▶ [What is asked] Write out the complete material exactly as it stands.

[Start Records shown]

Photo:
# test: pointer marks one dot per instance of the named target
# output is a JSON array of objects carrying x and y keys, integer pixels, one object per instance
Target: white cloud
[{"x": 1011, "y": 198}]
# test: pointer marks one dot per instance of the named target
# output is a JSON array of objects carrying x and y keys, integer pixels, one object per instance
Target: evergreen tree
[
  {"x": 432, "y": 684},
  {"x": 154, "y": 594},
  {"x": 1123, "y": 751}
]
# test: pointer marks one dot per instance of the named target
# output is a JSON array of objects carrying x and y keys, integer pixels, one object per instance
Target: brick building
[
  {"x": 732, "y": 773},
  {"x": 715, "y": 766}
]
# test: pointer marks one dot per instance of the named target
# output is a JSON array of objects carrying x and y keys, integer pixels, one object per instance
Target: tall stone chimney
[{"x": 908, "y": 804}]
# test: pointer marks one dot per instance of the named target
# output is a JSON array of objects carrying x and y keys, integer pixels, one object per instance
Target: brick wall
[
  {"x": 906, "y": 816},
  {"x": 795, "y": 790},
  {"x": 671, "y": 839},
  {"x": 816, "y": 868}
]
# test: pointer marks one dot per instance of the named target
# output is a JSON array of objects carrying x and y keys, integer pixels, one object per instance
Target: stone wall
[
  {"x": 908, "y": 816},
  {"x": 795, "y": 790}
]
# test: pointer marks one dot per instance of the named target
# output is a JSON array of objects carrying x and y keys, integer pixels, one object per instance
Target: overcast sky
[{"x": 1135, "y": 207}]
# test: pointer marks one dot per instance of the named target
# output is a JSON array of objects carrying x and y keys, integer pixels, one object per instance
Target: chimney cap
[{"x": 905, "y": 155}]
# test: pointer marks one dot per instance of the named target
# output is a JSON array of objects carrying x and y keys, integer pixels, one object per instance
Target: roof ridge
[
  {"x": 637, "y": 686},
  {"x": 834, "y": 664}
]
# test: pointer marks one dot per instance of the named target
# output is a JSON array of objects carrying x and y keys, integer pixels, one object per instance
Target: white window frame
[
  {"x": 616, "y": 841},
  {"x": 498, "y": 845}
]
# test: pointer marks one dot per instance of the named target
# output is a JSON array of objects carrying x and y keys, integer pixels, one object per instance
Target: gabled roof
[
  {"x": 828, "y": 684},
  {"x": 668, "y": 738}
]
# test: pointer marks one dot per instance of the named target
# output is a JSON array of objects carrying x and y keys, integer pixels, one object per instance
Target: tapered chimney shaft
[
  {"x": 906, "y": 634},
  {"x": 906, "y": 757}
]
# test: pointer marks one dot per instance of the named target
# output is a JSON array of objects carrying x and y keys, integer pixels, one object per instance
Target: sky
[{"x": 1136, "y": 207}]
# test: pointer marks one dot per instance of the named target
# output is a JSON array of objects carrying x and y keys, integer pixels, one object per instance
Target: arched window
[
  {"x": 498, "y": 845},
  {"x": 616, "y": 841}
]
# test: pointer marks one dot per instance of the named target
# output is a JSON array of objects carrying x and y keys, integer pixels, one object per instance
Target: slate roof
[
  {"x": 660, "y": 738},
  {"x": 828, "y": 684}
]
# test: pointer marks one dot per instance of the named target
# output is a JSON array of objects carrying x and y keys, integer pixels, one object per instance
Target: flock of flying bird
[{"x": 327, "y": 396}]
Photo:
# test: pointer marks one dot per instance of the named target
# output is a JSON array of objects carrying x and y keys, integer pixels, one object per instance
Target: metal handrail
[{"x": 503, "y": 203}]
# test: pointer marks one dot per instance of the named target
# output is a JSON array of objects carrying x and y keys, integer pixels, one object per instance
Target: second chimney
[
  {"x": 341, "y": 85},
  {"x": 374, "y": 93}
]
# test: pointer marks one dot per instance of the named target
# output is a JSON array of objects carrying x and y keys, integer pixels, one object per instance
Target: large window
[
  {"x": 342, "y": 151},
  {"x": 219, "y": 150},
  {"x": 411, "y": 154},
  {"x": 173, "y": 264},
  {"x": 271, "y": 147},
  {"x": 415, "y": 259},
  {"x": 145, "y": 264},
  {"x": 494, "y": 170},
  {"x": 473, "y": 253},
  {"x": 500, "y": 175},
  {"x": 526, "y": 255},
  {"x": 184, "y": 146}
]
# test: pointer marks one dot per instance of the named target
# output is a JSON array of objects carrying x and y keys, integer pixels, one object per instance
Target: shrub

[End Records shown]

▶ [Task result]
Photo:
# test: pointer marks one dot per instance of the named target
# output is a JSON array of objects carrying x and y keys, integer pixels, one object per instance
Target: white cloud
[{"x": 1011, "y": 198}]
# test: pointer marks one dot per instance of the named target
# output is a JSON array of objects carrying x and y keys, integer pixels, one object per instance
Target: evergreen tree
[
  {"x": 432, "y": 684},
  {"x": 154, "y": 594},
  {"x": 1123, "y": 751}
]
# test: pointer marks one dot per instance of the named target
# output is a JSON array of objects carrying x and y keys, integer pixels, one object per instance
Target: brick building
[
  {"x": 732, "y": 773},
  {"x": 715, "y": 766}
]
# test: pointer marks one dot per instance of the named target
# output is a JSON array of objects carrying x and y keys, integer pixels, one object per instance
Target: tall stone chimney
[{"x": 908, "y": 804}]
# test: pointer marks one dot per instance of the named target
# output is a JSON array of objects carrying x and y keys, integer pixels, one object per instance
Target: brick wall
[
  {"x": 906, "y": 816},
  {"x": 795, "y": 790},
  {"x": 671, "y": 839},
  {"x": 816, "y": 868}
]
# test: pointer marks one dot per instance of the named target
# output is a JSON array of objects carrying x and y keys, integer pixels, one object per instance
Target: stone wall
[
  {"x": 908, "y": 816},
  {"x": 795, "y": 790}
]
# test: pointer marks one dot per instance of the named target
# output is a JSON array of objects carrying x and y keys, integer pixels, one object per instance
Target: overcast sky
[{"x": 1135, "y": 207}]
# test: pointer marks one dot per instance of the named target
# output is a JSON array of objects carrying x and y keys, integer pixels, one object per instance
Target: chimney cap
[{"x": 905, "y": 155}]
# test: pointer marks one dot per instance of the named target
# output is a JSON array of objects carrying x and y keys, integer pixels, one object per instance
Target: roof ridge
[
  {"x": 637, "y": 686},
  {"x": 834, "y": 664}
]
# test: pointer marks one dot per instance of the named target
# output is a JSON array of objects carrying x and y keys, integer pixels, one object per instance
Target: white window frame
[
  {"x": 616, "y": 841},
  {"x": 498, "y": 845}
]
# test: pointer marks one dot per instance of the named target
# output is a JSON array of objects carrying x and y keys, integer pixels, one object per instance
Target: gabled roof
[
  {"x": 828, "y": 684},
  {"x": 668, "y": 738}
]
# test: pointer marks one dot per instance of the named target
# output is a JSON array of objects carrying x and y keys, integer pixels, one object per instance
Target: tapered chimney shaft
[
  {"x": 906, "y": 634},
  {"x": 906, "y": 757}
]
# test: pointer marks one dot per instance of the named target
# output is a JSON array of objects carrying x and y keys, integer pixels, one object per instance
Target: sky
[{"x": 1136, "y": 207}]
# test: pointer marks one dot per instance of the named target
# output is a JSON array of objects carrying x and y keys, integer pixels, one object per instance
Target: arched window
[
  {"x": 498, "y": 845},
  {"x": 616, "y": 841}
]
# test: pointer marks one dot per instance of the named target
# output is a JSON array of objects carrying x and y keys, integer pixels, one object per instance
Target: slate roof
[
  {"x": 660, "y": 738},
  {"x": 828, "y": 684}
]
# test: pointer marks one dot per instance of the named target
# output is a JSON array of objects carrying x and y keys, integer pixels, one object per instance
Target: flock of flying bird
[{"x": 327, "y": 396}]
Photo:
# test: pointer marks one dot per instance of the named target
# output is a JSON array of objects carrying x and y keys, integer pixels, one object per instance
Target: metal handrail
[{"x": 503, "y": 203}]
# test: pointer marks one dot per instance of the named target
# output is a JSON array of objects carrying x and y keys, integer pixels, one object per instance
Target: second chimney
[
  {"x": 341, "y": 85},
  {"x": 374, "y": 93}
]
# test: pointer marks one dot per instance of the named target
# output is a JSON array of objects carrying x and y keys, integer pixels, one object per instance
Target: large window
[
  {"x": 342, "y": 151},
  {"x": 219, "y": 150},
  {"x": 411, "y": 154},
  {"x": 173, "y": 264},
  {"x": 271, "y": 147},
  {"x": 415, "y": 259},
  {"x": 145, "y": 264},
  {"x": 494, "y": 170},
  {"x": 473, "y": 253},
  {"x": 500, "y": 175},
  {"x": 526, "y": 255},
  {"x": 184, "y": 146}
]
# test: pointer marks one dot per instance of the named target
# output is a JSON array of objects carrying x and y keys, integer pixels, one object per instance
Target: shrub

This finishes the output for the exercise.